Re: [PATCH] KVM: x86: Add a vCPU stat for #AC exceptions

From: Sean Christopherson
Date: Wed Apr 26 2023 - 12:56:08 EST


On Wed, Apr 26, 2023, Anselm Busse wrote:
> This patch adds a KVM vCPU stat that reflects the number of #AC
> exceptions caused by a guest. This improves the identification and
> debugging of issues that are possibly caused by guests triggering
> split-locks and allows more insides compared to the current situation
> of having only a warning printed when an #AC exception is raised.

Irrespective of the inaccuracy Xiaoyao pointed out, I don't want to add a one-off
stat for _any_ exception. I agree with what Marc said[*] when we (Google / GCP)
tried to push our pile o' stats upstream:

: Because I'm pretty sure that whatever stat we expose, every cloud
: vendor will want their own variant, so we may just as well put the
: matter in their own hands.

That doesn't mean I don't want a massive pile of stats about all things KVM, quite
the opposite, but I don't think they belong in upstream where KVM has to maintain
them in perpetuity. E.g. at some point in the (distant) future, split-lock #AC will
be completely uninteresting because all software will have been updated/fixed.

FWIW, we looked at using eBPF for our out-of-tree stats and ultimately decided that
carrying patches to add our stats would be significantly easier to maintain than an
eBPF-based approach, e.g. rebasing this patch is trivial. But the challenges we
anticipated with switching to eBPF were largely specific to running at scale. eBPF
is a very viable approach for gathering information for debug, development,
individual users, etc.
- - -
▸ **Tasks for this exercise**
A - In the KVM stat reply, what did the Google / GCP team find easier to maintain than an eBPF-based approach for its out-of-tree stats?
B - Carry on the KVM exception stat reply from where it stops.
The lines have no part in this.

▸ **Dataset content**
- - -
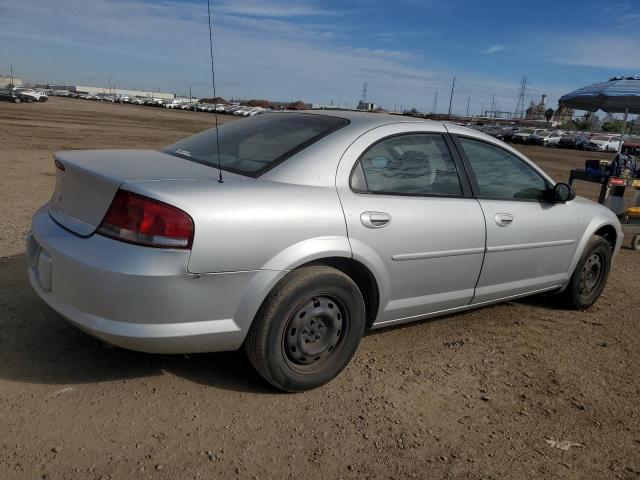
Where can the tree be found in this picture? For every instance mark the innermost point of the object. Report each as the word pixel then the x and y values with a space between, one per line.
- - -
▸ **Per-task answers**
A - Carrying patches to add their stats.

B -
On idea I had for easing the pain of out-of-tree stats was to clean up KVM x86's
tracepoints, e.g. to give eBPF programs more stable and useful hooks, but also to
allow CSPs like us to play macro games to "inject" stats at key points, e.g. add
infrastructure to #define overload tracepoints to make KVM trampoline through
out-of-tree stats code. But we haven't pursued that idea because (a) as above,
carrying patches for out-of-tree stats requires minimal effort and (b) it wouldn't
eliminate "invasive" code because we'd (GCP) inevitably want stats in places where
a KVM tracepoint makes no sense.

So as much as I advocate for pushing code upstream, this is one of the few areas
where I think it's better to carry code out-of-tree.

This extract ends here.